[Your goal] A word-for-word transcription of the whole listing is required.

[Source information]

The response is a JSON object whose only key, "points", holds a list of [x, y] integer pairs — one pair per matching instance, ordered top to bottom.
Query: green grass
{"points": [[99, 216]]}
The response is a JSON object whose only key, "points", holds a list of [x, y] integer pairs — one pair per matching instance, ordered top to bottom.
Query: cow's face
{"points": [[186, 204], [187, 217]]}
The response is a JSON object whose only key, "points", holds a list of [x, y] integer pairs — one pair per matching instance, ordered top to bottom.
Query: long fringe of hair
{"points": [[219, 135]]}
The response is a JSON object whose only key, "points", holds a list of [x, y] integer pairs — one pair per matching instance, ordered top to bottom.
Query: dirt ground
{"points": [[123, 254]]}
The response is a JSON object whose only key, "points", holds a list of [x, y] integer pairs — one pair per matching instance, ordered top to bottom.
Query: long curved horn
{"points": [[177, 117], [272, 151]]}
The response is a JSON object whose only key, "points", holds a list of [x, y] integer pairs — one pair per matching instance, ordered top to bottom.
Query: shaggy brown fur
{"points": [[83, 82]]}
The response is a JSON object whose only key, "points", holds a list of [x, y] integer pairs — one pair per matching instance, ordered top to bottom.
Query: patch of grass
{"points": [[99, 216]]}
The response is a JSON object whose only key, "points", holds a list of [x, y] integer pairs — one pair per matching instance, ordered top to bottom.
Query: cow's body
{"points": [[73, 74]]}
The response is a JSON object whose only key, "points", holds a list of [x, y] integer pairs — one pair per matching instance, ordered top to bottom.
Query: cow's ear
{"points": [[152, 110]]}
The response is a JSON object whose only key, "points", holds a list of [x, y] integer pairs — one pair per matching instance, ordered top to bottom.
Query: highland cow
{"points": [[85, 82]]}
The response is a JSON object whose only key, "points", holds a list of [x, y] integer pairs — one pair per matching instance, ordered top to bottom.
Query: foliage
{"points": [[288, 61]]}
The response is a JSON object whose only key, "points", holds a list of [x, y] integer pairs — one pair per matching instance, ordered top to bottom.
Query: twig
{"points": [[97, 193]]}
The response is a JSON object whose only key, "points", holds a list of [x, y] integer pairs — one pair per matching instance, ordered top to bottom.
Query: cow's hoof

[Result of this task]
The response is a JSON object whose only key, "points", holds a list of [x, y] integer pairs — one pair per matching instance, ordered top to bottom.
Query: green grass
{"points": [[99, 216]]}
The response is a JSON object whose only key, "points", holds a list of [x, y] integer pairs — one pair per matching instance, ordered top to bottom.
Query: cow's face
{"points": [[186, 204], [187, 217]]}
The response is a JSON object whose only key, "points", holds a list of [x, y] integer pairs — one pair per matching instance, ordered top to bottom.
Query: long fringe of hair
{"points": [[219, 135]]}
The response is a JSON object whose only key, "points", holds a list of [x, y] integer pairs — one pair per matching instance, ordered top to bottom.
Query: dirt ground
{"points": [[123, 254]]}
The response is a JSON object whose only key, "points", holds a list of [x, y] integer pairs — one pair per matching instance, ordered top to bottom.
Query: long curved horn
{"points": [[177, 117], [272, 151]]}
The response is a JSON object whose only key, "points", holds a list of [x, y] integer pairs — one pair per matching instance, ordered top to bottom.
Query: shaggy brown fur
{"points": [[83, 82]]}
The response is a JSON object whose only key, "points", holds a list of [x, y] integer pairs — one pair per matching instance, ordered top to bottom.
Query: patch of grass
{"points": [[99, 216]]}
The response is a JSON object whose only key, "points", holds a list of [x, y] integer pairs — one pair per matching instance, ordered top to bottom.
Query: cow's body
{"points": [[73, 74]]}
The response is a JSON object whose only key, "points", holds a list of [x, y] integer pairs — one pair per matching instance, ordered top to bottom.
Query: cow's ear
{"points": [[152, 110]]}
The response is a JSON object whose only key, "points", holds a list of [x, y] integer pairs — one pair per matching instance, ordered top to bottom.
Query: highland cow
{"points": [[85, 82]]}
The response is a JSON object whose only key, "points", holds a list of [x, y] integer pairs — one pair per matching instance, ordered top to bottom.
Query: foliage
{"points": [[288, 61]]}
The response is a JSON object whose only key, "points", holds a list of [x, y] integer pairs — one pair per matching instance, ordered top to bottom.
Query: twig
{"points": [[97, 193]]}
The response is a JSON object whose only key, "points", holds a list of [x, y] integer pairs — one pair per matching instance, ordered top to bottom.
Query: cow's hoof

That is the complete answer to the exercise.